* _Stored dataset items_
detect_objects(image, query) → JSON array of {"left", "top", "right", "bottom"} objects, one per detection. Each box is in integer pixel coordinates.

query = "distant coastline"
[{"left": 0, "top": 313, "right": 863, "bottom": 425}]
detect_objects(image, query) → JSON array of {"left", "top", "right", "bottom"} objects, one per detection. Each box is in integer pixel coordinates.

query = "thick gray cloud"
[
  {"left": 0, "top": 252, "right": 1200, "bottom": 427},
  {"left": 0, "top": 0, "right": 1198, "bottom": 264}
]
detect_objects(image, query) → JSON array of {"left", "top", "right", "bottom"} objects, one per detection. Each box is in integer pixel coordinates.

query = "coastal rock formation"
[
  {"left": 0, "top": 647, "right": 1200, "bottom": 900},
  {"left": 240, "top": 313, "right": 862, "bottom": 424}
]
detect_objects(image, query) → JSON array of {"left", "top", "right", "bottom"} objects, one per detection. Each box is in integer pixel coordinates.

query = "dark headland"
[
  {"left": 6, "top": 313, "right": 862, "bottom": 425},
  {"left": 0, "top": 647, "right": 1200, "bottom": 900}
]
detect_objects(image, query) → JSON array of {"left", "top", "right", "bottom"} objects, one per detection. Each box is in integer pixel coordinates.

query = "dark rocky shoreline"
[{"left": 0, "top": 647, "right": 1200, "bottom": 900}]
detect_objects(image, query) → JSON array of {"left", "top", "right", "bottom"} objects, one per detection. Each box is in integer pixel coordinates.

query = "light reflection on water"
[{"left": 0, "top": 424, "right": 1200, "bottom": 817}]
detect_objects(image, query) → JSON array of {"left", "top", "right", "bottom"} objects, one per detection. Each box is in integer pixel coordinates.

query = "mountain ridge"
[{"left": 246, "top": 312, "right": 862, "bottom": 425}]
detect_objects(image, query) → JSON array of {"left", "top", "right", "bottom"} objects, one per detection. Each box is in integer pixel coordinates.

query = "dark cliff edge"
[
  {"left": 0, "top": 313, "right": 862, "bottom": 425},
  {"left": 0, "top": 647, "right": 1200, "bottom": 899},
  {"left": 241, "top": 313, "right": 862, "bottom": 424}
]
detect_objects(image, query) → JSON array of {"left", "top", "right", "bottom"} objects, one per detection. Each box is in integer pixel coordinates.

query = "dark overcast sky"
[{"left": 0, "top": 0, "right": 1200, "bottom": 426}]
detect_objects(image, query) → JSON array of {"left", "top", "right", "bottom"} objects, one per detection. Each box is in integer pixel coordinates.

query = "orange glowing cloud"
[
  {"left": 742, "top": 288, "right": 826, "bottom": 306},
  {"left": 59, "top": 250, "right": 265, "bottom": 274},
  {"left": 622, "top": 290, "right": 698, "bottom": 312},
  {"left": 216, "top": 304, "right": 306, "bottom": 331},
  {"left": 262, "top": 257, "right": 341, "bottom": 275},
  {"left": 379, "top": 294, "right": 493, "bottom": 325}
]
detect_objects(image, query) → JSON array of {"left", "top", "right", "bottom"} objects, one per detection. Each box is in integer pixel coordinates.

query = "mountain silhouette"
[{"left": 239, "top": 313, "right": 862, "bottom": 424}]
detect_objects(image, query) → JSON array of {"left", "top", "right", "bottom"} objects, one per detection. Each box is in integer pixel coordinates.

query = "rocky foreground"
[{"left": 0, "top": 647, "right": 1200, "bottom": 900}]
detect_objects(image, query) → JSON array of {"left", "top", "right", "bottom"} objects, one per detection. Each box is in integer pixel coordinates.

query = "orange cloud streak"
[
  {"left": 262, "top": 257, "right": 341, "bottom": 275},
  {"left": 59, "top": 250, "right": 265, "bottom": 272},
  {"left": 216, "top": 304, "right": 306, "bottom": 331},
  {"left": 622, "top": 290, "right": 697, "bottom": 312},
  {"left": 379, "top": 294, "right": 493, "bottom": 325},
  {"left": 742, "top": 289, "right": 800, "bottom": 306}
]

* _What you have to do_
Report every line in the listing above that contains the word "mountain".

* _Solution to this problem_
query = "mountain ridge"
query = "mountain silhouette"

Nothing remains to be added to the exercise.